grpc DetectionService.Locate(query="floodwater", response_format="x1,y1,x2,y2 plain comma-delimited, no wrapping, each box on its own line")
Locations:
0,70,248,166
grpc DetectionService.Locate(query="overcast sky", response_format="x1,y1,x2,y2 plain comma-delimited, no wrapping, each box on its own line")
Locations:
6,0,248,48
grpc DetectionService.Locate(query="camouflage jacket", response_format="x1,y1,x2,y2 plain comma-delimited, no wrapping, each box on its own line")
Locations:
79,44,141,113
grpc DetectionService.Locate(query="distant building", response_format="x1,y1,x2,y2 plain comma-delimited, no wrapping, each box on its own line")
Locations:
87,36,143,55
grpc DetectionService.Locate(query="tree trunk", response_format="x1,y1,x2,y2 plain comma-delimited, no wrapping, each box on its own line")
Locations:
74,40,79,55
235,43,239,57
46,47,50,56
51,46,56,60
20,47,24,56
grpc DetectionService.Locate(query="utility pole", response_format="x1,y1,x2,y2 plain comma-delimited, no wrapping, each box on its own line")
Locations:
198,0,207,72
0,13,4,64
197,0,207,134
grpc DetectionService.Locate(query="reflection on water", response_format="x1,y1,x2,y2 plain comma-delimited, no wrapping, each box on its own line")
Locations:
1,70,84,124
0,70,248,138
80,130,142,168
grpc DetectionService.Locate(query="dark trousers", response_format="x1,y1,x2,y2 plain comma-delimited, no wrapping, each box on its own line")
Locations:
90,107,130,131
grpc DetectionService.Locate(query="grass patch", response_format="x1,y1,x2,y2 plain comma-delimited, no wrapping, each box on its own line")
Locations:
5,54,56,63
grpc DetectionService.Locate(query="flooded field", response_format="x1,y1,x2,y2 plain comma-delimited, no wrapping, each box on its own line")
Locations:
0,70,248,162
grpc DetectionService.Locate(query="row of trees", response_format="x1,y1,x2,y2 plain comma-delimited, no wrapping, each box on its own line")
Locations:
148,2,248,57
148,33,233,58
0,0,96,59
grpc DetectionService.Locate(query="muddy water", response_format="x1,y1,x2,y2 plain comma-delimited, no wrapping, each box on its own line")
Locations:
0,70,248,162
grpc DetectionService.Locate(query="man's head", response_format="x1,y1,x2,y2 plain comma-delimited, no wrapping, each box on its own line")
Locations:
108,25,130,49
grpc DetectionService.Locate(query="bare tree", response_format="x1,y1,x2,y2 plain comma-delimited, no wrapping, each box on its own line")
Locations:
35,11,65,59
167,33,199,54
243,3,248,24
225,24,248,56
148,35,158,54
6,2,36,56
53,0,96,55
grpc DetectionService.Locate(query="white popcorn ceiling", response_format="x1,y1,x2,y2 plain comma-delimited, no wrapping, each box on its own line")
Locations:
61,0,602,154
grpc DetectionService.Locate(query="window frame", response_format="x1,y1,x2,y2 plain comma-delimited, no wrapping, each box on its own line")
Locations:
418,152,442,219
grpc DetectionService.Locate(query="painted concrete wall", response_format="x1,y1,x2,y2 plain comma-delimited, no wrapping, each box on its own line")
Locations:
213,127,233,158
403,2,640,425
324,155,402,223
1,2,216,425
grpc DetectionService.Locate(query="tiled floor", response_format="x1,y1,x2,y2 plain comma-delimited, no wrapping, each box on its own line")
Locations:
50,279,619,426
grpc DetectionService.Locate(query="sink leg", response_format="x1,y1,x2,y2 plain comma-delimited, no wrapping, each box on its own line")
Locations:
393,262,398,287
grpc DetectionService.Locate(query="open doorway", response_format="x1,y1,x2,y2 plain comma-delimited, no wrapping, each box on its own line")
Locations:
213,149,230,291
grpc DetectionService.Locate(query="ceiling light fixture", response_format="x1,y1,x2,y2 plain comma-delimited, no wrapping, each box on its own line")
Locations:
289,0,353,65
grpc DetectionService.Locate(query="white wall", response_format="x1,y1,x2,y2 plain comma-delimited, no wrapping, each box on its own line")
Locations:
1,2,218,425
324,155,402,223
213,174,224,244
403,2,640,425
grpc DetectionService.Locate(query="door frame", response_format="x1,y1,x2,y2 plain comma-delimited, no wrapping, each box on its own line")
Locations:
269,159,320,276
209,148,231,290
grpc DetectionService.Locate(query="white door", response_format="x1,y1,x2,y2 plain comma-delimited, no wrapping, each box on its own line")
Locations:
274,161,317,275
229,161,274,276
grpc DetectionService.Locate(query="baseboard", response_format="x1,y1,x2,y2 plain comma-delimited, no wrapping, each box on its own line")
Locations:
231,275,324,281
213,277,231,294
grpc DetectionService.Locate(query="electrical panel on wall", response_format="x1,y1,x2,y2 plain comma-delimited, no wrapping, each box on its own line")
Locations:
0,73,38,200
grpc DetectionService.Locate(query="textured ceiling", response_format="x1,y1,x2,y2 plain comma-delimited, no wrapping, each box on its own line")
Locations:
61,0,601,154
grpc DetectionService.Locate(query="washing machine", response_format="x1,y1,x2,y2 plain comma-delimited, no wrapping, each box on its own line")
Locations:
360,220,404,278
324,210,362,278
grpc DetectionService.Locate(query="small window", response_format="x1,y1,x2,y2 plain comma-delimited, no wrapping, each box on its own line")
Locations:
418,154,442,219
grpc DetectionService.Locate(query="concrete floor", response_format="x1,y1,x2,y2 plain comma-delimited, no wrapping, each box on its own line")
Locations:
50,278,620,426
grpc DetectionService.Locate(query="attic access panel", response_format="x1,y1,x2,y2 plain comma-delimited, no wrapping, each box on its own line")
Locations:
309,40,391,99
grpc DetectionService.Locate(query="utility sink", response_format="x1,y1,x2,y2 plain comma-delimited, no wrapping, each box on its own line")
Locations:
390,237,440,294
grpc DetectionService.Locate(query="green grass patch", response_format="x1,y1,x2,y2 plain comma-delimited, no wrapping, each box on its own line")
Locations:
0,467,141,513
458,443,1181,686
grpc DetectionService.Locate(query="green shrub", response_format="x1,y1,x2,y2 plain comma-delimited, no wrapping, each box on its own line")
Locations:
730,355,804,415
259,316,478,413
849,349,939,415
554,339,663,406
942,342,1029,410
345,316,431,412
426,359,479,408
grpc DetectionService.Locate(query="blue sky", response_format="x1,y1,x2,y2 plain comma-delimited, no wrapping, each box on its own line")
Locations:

Short problem ▸ Rewrite every one of the lines above as a numbered list, leaving out any blank lines.

The completed task ▸
1. grpc DetectionService.Locate(query="floodwater", response_format="x1,y1,x2,y2 plain comma-delimited, no wrapping, each box on its own line")
2. Locations:
3. 0,70,248,166
4. grpc DetectionService.Locate(query="overcast sky", response_format="x1,y1,x2,y2 plain comma-delimited, no wrapping, each box on its own line")
5. Locations:
6. 6,0,248,48
7. grpc DetectionService.Locate(query="camouflage jacket", response_format="x1,y1,x2,y2 plain comma-delimited, no wrapping, each box on its own line")
8. Locations:
9. 79,44,141,113
10. grpc DetectionService.Locate(query="distant building", response_format="x1,y1,x2,y2 plain comma-delimited, no wrapping, each box on its own line")
11. Locations:
12. 87,36,143,55
13. grpc DetectionService.Locate(query="tree trunk", response_format="x1,y1,x2,y2 plain comma-delimited, no wrapping, each box on its own line")
14. Locations:
15. 74,40,79,55
16. 235,43,239,57
17. 46,47,50,56
18. 51,46,56,60
19. 20,47,24,56
20. grpc DetectionService.Locate(query="utility pole", response_format="x1,y1,x2,y2 plain comma-delimited, no wrapping, each box on its own line")
21. Locations:
22. 198,0,207,72
23. 0,13,4,64
24. 197,0,207,134
25. grpc DetectionService.Locate(query="reflection on water", response_format="x1,y1,x2,y2 plain comma-delimited, no wrapping, each box on its own line")
26. Locations:
27. 1,70,84,124
28. 0,70,248,138
29. 80,130,142,168
30. grpc DetectionService.Locate(query="dark trousers", response_format="x1,y1,x2,y2 plain comma-delimited, no wrapping, each box on its own line")
31. Locations:
32. 90,107,130,131
33. grpc DetectionService.Locate(query="grass patch", response_format="x1,y1,x2,y2 plain comma-delimited, no wrapping, each box on its own line")
34. Locations:
35. 5,54,56,63
36. grpc DetectionService.Locate(query="flooded field", response_format="x1,y1,x2,y2 plain comma-delimited, no wrapping, each box on its own line")
37. Locations:
38. 0,70,248,162
39. grpc DetectionService.Locate(query="row of trees", response_format="x1,y1,x2,y2 plain comma-delimited, no wrapping, each box on its own line")
40. Locations:
41. 148,2,248,57
42. 148,33,233,58
43. 0,0,96,59
44. grpc DetectionService.Locate(query="muddy water", response_format="x1,y1,x2,y2 plain comma-delimited, no wrapping, each box on its own line")
45. Locations:
46. 0,70,248,162
47. grpc DetectionService.Locate(query="man's head", response_format="x1,y1,x2,y2 plain comma-delimited, no wrapping, each box on its own line")
48. Locations:
49. 108,25,130,49
50. grpc DetectionService.Locate(query="bare tree", response_format="x1,y1,x2,y2 plain comma-delimited, no wrapping, each box on its own line")
51. Locations:
52. 35,11,65,59
53. 167,33,199,54
54. 243,3,248,24
55. 225,24,248,56
56. 148,35,158,54
57. 6,2,36,56
58. 53,0,96,55
59. grpc DetectionService.Locate(query="white popcorn ceiling", response_format="x1,y1,x2,y2 plain comma-delimited, no wrapping, each box on its own line")
60. Locations:
61. 61,0,602,154
62. grpc DetectionService.Locate(query="window frame", response_format="x1,y1,x2,y2 plain comma-delimited, no wrapping, each box on its own line")
63. Locations:
64. 418,152,442,219
65. grpc DetectionService.Locate(query="painted concrete wall", response_format="x1,y1,x2,y2 plain comma-delimited, no wrapping, each box on its own line")
66. Locations:
67. 213,127,233,158
68. 403,2,640,425
69. 324,155,402,223
70. 1,2,216,425
71. grpc DetectionService.Locate(query="tiled floor", response_format="x1,y1,x2,y2 plain comma-delimited, no wrapping, each box on its own line")
72. Locations:
73. 50,279,619,426
74. grpc DetectionService.Locate(query="sink leg", response_format="x1,y1,x2,y2 plain comma-delimited, no wrapping, each box on its own line")
75. Locations:
76. 393,262,398,287
77. grpc DetectionService.Locate(query="open doorway", response_format="x1,y1,x2,y2 plain comma-delimited, no wrapping, each box on its own line")
78. Locations:
79. 213,149,230,291
80. grpc DetectionService.Locate(query="ceiling light fixture", response_format="x1,y1,x2,y2 plain comma-delimited, no wrapping, each box on its own line")
81. Locations:
82. 289,0,353,65
83. grpc DetectionService.Locate(query="white wall", response_format="x1,y1,x2,y2 plain comma-delimited, no wrapping, each box on its own line")
84. Locations:
85. 1,2,218,425
86. 324,155,402,223
87. 213,174,224,244
88. 403,2,640,425
89. grpc DetectionService.Locate(query="door frame", response_format="x1,y1,x2,y2 plain comma-delimited, no wrapping, each box on its own line")
90. Locations:
91. 269,159,320,276
92. 209,148,231,290
93. grpc DetectionService.Locate(query="white door", response_format="x1,y1,x2,y2 plain comma-delimited, no wrapping, each box on its own line")
94. Locations:
95. 274,161,317,275
96. 229,161,274,276
97. grpc DetectionService.Locate(query="baseboard", response_format="x1,y1,x2,y2 plain comma-delimited, no wrapping, each box on its own line")
98. Locations:
99. 231,275,324,281
100. 213,277,231,294
101. grpc DetectionService.Locate(query="electrical panel on wall", response_format="x1,y1,x2,y2 plain comma-delimited, no wrapping, each box on its own line")
102. Locations:
103. 0,73,38,200
104. grpc DetectionService.Locate(query="textured ceiling", response_format="x1,y1,x2,y2 plain comma-delimited, no wrapping, each box on its own line")
105. Locations:
106. 61,0,601,154
107. grpc DetectionService.Locate(query="washing machine", response_format="x1,y1,x2,y2 plain comma-delimited, no wrapping, each box on its own line")
108. Locations:
109. 360,220,404,278
110. 324,210,362,278
111. grpc DetectionService.Locate(query="small window", response_format="x1,y1,x2,y2 plain comma-delimited, no wrapping, each box on its own line")
112. Locations:
113. 418,154,442,219
114. grpc DetectionService.Locate(query="concrete floor", response_format="x1,y1,x2,y2 plain comma-delimited, no wrapping, each box on its own line")
115. Locations:
116. 50,278,620,426
117. grpc DetectionService.Locate(query="attic access panel", response_format="x1,y1,x2,y2 plain comma-delimited, no wrapping, each box on its own line")
118. Locations:
119. 309,40,391,99
120. grpc DetectionService.Locate(query="utility sink", response_format="x1,y1,x2,y2 plain comma-delimited, no wrapping, each box on its own line")
121. Locations:
122. 390,237,440,294
123. grpc DetectionService.Locate(query="green grass patch", response_format="x1,y1,x2,y2 plain comma-delimited, no wrapping, each box on its own line")
124. Locations:
125. 0,467,141,513
126. 458,443,1181,686
127. grpc DetectionService.Locate(query="green shrub", response_format="x1,y1,x2,y2 plain comma-delimited, no wrapping, each box on its own line")
128. Locations:
129. 730,355,804,415
130. 259,316,478,413
131. 849,349,939,415
132. 554,339,663,406
133. 942,342,1029,410
134. 345,316,431,412
135. 426,359,479,408
136. grpc DetectionService.Locate(query="blue sky", response_format="x1,y1,x2,y2 plain comma-delimited, no wrapping, each box on its own line")
137. Locations:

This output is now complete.